ASSIGNMENT:
Write out the passage of the Jimmy Saville interview text below, starting with "My surprise turned" and going on through "with 'making them pay'.".

PAGE TEXT:
I listened this week to a most unsettling interview relating to Jimmy Saville and how, having reached five hundred potential victims of his brand of wickedness, we should be turning our attention to those who gave the man access to the people he abused. One of those speaking said that they would like to see a new law created to prosecute the people who 'stood by' and let act as he did. Now, to be honest, I thought that being an accessory to such things was already illegal so I was a little surprised.
My surprise turned to something approaching despair as the person continued to say that we should punish everyone who had been in charge of the hospitals and other places because 'they needed to be made to pay for what they had done.' What followed had little to do with justice but appeared to be all about revenge. It had little to do with ensuring such awful acts never happened again, learning from the impotence, weakness and sloping shoulders syndrome that aided the bloke but everything to do with 'making them pay'.

RECORDS SHOWN:
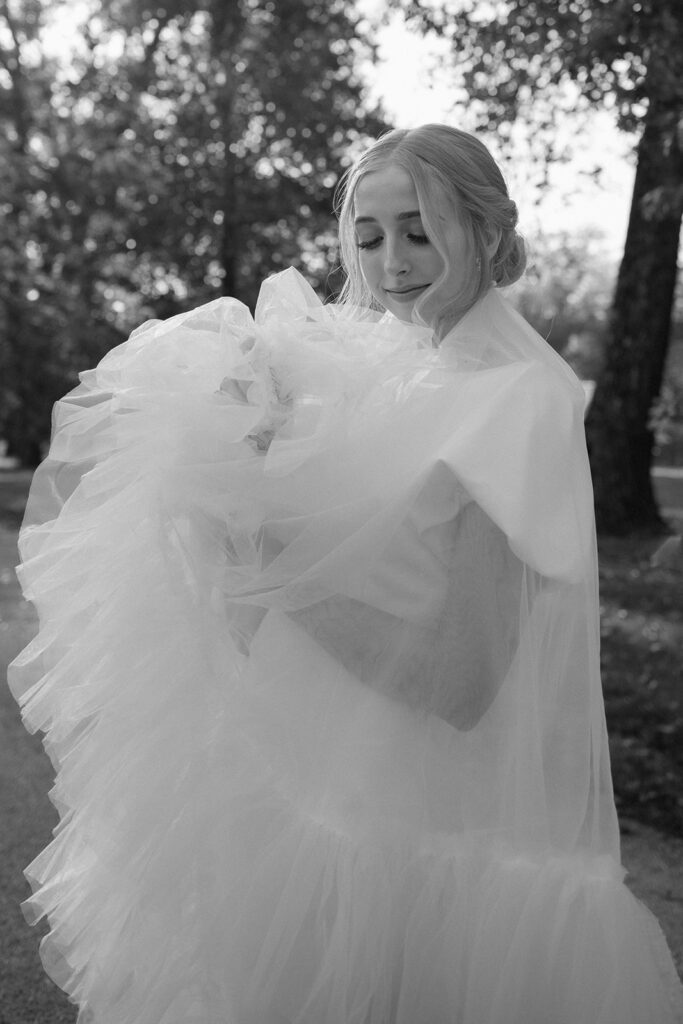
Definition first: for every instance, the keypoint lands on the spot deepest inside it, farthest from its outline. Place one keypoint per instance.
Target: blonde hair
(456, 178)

...

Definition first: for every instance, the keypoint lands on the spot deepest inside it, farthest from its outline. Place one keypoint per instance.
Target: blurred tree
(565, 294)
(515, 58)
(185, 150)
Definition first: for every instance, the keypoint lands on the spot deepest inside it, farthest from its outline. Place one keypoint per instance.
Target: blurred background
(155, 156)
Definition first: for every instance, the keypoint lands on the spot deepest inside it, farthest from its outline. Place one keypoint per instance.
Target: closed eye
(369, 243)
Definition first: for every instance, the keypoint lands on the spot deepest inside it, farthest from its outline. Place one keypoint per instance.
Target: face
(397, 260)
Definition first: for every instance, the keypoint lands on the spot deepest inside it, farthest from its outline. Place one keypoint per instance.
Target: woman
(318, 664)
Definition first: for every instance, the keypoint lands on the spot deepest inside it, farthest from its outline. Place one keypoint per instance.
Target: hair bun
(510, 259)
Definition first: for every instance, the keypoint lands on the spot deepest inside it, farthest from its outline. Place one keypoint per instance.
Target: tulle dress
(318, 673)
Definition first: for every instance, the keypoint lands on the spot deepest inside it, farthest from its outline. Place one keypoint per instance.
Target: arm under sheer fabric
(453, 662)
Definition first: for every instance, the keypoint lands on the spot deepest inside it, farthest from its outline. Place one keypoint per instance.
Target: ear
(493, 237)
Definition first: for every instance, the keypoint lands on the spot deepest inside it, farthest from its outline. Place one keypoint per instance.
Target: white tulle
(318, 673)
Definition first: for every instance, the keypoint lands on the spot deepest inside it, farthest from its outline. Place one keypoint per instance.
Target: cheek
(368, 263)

RESULT OF THE TASK:
My surprise turned to something approaching despair as the person continued to say that we should punish everyone who had been in charge of the hospitals and other places because 'they needed to be made to pay for what they had done.' What followed had little to do with justice but appeared to be all about revenge. It had little to do with ensuring such awful acts never happened again, learning from the impotence, weakness and sloping shoulders syndrome that aided the bloke but everything to do with 'making them pay'.